> **WHAT THE TASK ASKS**
Identify the line that contains "of the curly" in the material. Output it and every line after it, unchanged, through the end.

> **Stored data**
※

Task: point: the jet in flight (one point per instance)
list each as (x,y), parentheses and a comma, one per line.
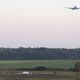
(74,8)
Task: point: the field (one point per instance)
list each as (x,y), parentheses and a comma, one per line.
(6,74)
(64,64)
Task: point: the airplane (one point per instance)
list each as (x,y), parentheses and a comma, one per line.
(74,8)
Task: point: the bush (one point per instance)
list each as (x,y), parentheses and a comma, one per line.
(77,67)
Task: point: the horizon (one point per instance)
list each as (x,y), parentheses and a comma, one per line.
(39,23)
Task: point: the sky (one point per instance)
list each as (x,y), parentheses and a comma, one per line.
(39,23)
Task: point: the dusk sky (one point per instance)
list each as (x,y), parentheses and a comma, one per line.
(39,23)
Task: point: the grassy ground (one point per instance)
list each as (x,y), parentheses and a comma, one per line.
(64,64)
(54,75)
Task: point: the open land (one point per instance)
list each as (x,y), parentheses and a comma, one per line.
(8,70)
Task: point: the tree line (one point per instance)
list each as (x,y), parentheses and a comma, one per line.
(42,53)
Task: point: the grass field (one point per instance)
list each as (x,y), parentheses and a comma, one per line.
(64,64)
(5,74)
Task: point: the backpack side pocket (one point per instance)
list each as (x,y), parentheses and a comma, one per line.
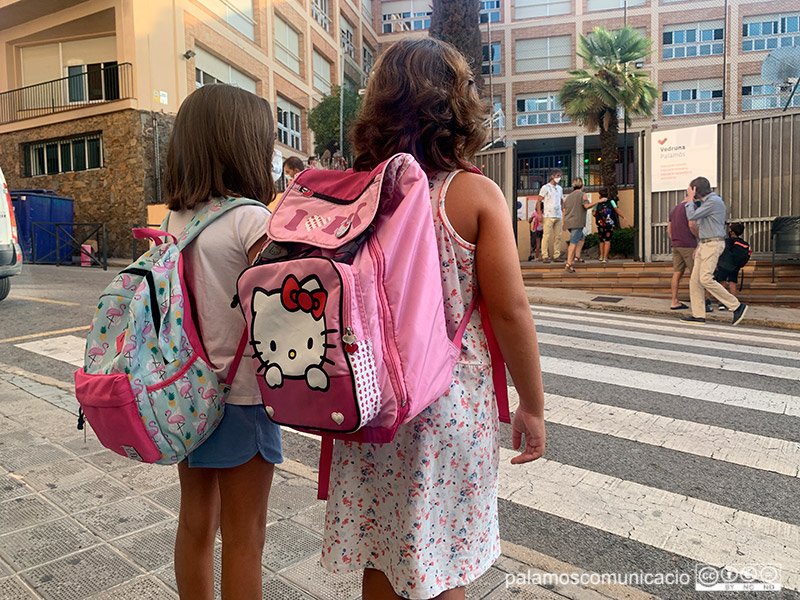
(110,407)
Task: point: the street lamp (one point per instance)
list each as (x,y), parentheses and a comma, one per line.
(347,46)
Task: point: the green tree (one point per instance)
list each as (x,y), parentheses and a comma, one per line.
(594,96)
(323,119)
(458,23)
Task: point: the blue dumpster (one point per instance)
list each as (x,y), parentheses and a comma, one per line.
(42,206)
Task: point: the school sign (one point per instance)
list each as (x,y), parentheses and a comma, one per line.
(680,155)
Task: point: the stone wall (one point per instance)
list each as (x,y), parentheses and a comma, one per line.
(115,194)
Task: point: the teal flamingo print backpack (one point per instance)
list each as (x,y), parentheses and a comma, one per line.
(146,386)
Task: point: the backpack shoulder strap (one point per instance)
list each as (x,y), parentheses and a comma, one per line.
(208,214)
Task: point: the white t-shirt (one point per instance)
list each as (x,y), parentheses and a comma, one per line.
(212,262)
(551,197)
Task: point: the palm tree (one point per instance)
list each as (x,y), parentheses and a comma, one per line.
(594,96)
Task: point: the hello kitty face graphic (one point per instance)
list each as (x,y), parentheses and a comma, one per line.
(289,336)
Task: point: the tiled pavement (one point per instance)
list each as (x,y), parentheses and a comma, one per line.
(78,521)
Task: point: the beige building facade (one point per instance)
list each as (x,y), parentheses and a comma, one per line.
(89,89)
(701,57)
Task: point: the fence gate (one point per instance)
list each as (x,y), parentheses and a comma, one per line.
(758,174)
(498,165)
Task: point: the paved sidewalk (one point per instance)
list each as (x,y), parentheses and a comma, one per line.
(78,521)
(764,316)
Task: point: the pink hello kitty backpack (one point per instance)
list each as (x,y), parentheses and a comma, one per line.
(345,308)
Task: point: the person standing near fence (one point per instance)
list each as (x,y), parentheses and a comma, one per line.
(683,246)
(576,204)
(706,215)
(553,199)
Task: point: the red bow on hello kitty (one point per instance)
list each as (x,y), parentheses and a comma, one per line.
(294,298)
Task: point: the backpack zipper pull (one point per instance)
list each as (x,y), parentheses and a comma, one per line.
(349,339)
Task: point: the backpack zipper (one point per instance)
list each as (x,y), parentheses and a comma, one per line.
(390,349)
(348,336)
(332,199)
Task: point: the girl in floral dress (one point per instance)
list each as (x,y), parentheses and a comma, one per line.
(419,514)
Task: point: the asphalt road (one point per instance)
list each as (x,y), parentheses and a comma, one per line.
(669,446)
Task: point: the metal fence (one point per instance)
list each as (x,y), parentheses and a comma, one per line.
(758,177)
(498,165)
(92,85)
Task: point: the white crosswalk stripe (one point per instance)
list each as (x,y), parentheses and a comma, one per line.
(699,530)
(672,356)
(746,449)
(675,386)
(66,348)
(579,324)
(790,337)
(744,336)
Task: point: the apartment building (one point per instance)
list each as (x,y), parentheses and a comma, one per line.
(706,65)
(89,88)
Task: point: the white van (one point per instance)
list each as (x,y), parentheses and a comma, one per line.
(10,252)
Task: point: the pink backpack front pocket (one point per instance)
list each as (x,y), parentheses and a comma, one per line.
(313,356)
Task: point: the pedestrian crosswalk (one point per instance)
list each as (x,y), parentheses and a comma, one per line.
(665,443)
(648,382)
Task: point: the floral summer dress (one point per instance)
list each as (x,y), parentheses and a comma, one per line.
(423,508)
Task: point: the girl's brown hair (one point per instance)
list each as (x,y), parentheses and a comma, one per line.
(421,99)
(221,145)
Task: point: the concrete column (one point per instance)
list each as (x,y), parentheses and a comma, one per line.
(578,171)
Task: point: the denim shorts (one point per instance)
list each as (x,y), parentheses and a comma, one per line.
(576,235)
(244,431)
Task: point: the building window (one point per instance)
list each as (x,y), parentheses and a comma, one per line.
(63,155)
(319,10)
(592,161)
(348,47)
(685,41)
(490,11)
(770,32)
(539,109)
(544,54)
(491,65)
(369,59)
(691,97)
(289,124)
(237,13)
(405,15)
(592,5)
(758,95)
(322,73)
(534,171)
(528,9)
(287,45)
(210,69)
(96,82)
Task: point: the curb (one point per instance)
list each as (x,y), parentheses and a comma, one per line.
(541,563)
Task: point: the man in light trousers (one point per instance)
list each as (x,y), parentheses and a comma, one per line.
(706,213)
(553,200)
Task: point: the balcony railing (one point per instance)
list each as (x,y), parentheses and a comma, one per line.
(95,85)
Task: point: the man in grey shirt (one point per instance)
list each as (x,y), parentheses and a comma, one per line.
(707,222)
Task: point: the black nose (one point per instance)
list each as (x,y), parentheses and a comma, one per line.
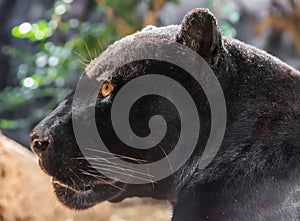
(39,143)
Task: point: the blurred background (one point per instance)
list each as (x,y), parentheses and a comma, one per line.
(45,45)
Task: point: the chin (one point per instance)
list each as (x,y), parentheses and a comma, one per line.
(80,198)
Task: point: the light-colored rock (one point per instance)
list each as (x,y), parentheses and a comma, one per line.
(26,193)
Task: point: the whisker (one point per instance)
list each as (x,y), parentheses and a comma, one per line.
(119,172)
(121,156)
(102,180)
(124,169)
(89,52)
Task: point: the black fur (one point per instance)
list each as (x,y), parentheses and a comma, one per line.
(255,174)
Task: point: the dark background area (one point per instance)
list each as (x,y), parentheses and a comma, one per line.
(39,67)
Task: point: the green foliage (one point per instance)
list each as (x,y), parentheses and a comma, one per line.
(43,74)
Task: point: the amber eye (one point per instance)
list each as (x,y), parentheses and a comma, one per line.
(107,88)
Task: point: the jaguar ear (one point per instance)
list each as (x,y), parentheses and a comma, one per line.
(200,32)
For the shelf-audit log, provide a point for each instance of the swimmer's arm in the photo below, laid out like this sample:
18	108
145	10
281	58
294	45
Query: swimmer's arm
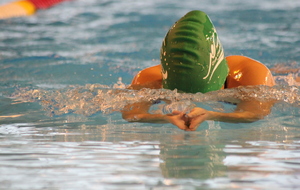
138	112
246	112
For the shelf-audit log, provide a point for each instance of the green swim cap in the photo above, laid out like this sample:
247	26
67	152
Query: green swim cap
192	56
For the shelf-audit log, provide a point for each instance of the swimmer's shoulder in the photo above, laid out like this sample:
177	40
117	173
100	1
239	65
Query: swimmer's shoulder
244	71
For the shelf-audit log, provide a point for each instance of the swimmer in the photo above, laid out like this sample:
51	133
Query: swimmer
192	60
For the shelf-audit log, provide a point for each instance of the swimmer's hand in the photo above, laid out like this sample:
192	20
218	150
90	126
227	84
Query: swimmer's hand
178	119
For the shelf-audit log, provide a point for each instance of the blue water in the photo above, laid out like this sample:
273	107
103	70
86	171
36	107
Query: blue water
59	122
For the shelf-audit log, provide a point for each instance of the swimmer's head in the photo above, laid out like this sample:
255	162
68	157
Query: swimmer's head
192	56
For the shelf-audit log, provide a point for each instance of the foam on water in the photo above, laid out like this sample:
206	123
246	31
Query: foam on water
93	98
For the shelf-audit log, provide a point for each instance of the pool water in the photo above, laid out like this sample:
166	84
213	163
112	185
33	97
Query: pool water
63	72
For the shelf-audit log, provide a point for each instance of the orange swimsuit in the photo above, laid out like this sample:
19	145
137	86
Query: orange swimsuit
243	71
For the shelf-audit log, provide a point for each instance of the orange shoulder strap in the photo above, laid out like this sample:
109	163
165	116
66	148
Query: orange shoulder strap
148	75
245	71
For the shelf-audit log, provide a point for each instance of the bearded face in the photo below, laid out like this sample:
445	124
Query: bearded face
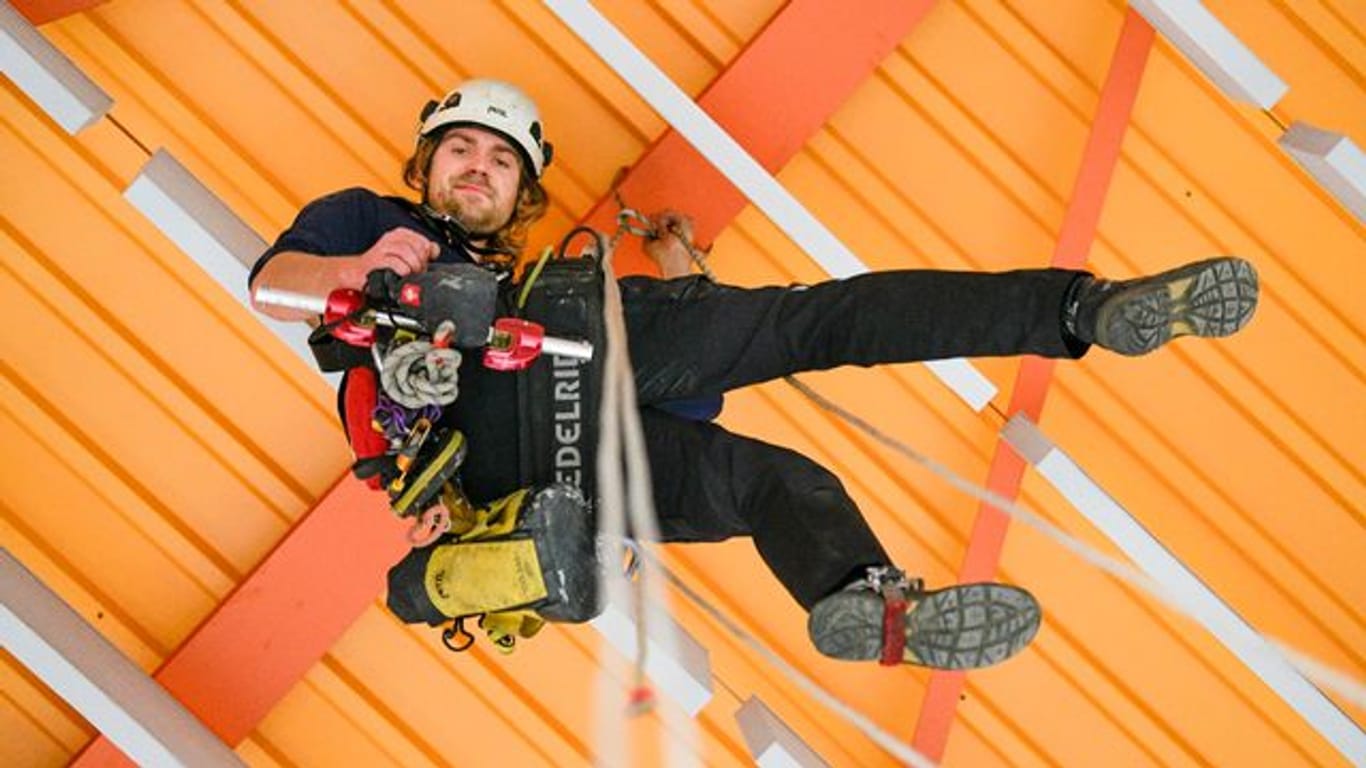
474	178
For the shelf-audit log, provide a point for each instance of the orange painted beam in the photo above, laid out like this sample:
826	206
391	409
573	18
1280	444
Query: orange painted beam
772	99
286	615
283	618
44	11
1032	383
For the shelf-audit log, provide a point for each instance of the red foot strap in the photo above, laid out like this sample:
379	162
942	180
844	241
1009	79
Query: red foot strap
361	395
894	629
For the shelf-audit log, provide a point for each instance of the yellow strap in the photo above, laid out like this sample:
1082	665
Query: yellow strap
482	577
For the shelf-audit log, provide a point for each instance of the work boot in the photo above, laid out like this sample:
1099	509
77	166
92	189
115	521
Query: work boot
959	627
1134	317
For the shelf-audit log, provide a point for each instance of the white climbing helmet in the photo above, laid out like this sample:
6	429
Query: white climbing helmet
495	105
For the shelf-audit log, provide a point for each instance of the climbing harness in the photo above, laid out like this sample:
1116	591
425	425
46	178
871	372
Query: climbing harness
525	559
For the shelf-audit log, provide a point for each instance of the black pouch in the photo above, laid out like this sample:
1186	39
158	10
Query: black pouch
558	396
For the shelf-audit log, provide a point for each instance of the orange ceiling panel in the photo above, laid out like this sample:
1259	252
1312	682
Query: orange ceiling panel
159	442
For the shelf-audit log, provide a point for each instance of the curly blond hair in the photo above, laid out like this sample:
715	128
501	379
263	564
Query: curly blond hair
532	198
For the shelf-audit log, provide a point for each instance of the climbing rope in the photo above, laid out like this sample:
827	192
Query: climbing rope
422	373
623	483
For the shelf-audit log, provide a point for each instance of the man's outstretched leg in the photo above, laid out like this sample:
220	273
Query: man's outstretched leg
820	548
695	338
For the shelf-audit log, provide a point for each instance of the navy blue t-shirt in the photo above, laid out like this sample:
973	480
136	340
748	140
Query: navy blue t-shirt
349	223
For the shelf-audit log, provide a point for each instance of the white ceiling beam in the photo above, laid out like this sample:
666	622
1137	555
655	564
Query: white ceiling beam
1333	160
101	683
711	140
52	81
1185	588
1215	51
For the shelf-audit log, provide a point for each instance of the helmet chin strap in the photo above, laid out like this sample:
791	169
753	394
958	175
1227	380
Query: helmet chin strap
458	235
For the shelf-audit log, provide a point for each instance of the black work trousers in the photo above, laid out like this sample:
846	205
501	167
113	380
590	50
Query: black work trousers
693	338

※

> **RESULT OF THE EXERCISE**
For the shelf-audit log, provide a point for each instance of the curly blond hair in the photo above, laid out like this sample:
715	128
501	379
263	564
Query: curly blond hair
532	198
For the shelf-audit log, provide a point for each instance of the climbing rope in the photo above, laid out like this sample:
827	192
Query: climbing rope
422	373
623	483
For the shelf-audit log, provide a point for each instance of the man's outstretched leg in the photo above, laid out like this sample:
220	273
Query: man's outstretched leg
820	548
695	338
For the shelf-audit log, provide a point for each instance of the navy blue t-shirt in the photo above, laid out like this sample:
973	480
136	340
748	140
Query: navy blue t-shirt
349	223
For the shelf-audit log, provide a point for each instance of the white ceiling beam in the photo above, laid out like this sample:
666	622
1137	555
655	564
Query: white ceiling beam
1333	160
101	683
711	140
52	81
1185	588
1215	51
For the shelf-audit log, provide a point for each instance of the helmet chin strap in the photo above, laid out like this sample:
791	169
753	394
958	175
1227	380
Query: helmet chin strap
458	235
For the shelf-audit log, provide a point for each instance of the black work trousers in the photo above, laid out like this sample:
846	205
501	167
113	380
590	50
Query: black work trousers
693	338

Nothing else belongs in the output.